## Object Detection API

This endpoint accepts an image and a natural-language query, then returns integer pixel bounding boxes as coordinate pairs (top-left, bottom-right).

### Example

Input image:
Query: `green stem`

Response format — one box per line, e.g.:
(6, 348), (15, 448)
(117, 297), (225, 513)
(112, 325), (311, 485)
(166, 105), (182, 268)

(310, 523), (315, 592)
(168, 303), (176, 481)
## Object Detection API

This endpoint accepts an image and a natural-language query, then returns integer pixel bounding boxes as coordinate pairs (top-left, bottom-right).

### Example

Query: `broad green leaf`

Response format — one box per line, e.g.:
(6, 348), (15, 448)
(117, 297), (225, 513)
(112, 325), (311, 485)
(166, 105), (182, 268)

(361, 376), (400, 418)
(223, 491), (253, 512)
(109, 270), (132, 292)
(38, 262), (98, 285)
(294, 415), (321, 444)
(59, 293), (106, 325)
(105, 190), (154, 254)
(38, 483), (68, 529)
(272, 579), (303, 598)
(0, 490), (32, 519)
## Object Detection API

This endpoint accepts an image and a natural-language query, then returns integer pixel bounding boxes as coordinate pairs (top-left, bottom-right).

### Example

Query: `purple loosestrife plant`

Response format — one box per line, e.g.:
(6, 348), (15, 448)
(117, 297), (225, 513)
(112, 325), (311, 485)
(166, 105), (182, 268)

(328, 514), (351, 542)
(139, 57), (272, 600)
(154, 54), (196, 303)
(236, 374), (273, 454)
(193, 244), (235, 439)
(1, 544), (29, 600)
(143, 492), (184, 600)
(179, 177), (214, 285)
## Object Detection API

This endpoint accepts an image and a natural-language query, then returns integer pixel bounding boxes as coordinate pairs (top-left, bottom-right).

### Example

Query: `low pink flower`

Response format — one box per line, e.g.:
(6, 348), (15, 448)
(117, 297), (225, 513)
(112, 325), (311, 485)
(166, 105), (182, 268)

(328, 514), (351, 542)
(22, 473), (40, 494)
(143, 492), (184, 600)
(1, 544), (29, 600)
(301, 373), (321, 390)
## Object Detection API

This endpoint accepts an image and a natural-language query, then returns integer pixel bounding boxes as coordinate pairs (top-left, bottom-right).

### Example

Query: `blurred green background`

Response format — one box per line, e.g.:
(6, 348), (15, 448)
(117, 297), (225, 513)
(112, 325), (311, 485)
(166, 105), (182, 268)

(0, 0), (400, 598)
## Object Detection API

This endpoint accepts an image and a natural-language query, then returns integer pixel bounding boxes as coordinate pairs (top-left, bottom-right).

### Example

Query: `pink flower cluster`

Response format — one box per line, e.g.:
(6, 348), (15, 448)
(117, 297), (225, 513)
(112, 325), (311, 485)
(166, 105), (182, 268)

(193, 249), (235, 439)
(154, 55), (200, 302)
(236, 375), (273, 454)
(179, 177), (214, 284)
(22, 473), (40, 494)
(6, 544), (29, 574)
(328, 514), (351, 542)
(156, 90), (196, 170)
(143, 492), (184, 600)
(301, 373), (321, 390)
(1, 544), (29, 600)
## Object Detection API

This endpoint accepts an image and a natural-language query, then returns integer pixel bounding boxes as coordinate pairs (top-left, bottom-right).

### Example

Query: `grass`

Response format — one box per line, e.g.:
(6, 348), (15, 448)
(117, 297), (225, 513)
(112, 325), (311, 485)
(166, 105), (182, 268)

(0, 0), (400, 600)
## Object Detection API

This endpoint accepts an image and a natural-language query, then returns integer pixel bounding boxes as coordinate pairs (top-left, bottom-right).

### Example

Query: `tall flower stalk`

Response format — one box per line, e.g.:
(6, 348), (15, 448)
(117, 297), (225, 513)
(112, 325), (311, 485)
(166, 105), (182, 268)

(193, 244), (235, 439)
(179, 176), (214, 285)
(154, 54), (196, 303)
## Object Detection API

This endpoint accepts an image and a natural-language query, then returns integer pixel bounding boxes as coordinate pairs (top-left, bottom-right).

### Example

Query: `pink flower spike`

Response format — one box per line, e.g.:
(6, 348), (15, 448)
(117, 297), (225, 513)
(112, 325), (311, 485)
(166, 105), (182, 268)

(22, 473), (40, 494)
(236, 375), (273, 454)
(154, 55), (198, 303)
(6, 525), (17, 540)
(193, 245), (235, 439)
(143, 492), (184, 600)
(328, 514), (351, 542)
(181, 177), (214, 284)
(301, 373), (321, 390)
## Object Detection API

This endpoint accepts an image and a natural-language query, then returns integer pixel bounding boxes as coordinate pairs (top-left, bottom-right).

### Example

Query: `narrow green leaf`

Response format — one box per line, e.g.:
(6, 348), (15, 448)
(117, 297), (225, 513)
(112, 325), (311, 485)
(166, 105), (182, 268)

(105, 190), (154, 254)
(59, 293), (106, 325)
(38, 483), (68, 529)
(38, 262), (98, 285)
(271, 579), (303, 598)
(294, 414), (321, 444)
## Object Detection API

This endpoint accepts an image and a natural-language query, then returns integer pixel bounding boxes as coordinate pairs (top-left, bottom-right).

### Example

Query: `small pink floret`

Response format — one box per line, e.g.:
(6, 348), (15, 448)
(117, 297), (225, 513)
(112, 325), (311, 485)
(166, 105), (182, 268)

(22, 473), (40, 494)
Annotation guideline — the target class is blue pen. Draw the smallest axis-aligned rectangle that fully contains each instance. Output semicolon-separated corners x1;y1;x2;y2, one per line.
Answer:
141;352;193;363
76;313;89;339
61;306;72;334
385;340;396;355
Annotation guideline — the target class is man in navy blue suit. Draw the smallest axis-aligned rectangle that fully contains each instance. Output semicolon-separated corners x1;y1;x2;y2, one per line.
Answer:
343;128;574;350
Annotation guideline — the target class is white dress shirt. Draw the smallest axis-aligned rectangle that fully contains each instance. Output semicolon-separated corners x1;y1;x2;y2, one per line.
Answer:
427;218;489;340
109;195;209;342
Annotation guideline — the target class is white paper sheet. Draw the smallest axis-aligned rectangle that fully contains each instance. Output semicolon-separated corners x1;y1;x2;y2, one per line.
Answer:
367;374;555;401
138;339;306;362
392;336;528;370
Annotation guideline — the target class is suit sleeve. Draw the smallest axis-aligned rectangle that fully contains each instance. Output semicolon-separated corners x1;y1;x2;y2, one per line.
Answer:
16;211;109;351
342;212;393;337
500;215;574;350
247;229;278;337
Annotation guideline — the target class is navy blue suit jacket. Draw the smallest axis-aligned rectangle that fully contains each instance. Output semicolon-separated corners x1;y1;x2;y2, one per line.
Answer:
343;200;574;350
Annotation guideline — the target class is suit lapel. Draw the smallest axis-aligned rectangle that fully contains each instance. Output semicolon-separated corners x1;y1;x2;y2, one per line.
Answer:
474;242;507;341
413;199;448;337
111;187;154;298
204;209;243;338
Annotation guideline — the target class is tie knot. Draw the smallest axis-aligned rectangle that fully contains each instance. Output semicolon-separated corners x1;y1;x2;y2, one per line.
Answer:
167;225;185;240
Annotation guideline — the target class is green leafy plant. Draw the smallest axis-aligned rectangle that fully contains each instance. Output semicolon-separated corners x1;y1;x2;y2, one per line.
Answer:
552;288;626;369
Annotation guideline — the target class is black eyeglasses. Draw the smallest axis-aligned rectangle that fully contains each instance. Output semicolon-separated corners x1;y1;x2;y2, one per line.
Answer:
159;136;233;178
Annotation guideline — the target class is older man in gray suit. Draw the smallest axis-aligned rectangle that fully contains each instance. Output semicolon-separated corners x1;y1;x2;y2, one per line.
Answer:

[WHAT IS ASKED] Quote only the lines from the one containing "Annotation guideline — the target class is suit lapel." through the final line of the records, with both ends included.

[WRITTEN SOLUTION]
Annotation guideline — the target class is suit lapel. Draw the smallest axis-aligned rectangle that fully contains each instance. Output semicolon-separated corners x1;y1;x2;y2, one per line.
Answer:
474;242;507;341
413;199;448;337
111;187;154;298
204;209;243;338
Annotation guideline — the target class is tie knot. Draw the smallest axis-aligned rectangle that fully contains each instance. Output semicolon-separated corners x1;y1;x2;y2, one per line.
Answer:
167;225;185;240
Annotation guideline — the target class is green leafy plant. Draw the smallest axis-aligned rectangle that fully contains each instance. Output semicolon-separated corners x1;y1;x2;y2, one per line.
Answer:
552;288;626;369
Annotation guideline — the target class is black eyeglasses. Draw the smallest axis-aligned rectangle that fully contains each instance. Output semicolon-separated corners x1;y1;x2;y2, one per line.
Answer:
159;136;233;178
Annotation guideline — the target class is older man in gray suit. Draw the smallest axis-aligned rectangle that fully contains each instance. Output semicolon-separated corners x1;y1;x2;y2, one per line.
Answer:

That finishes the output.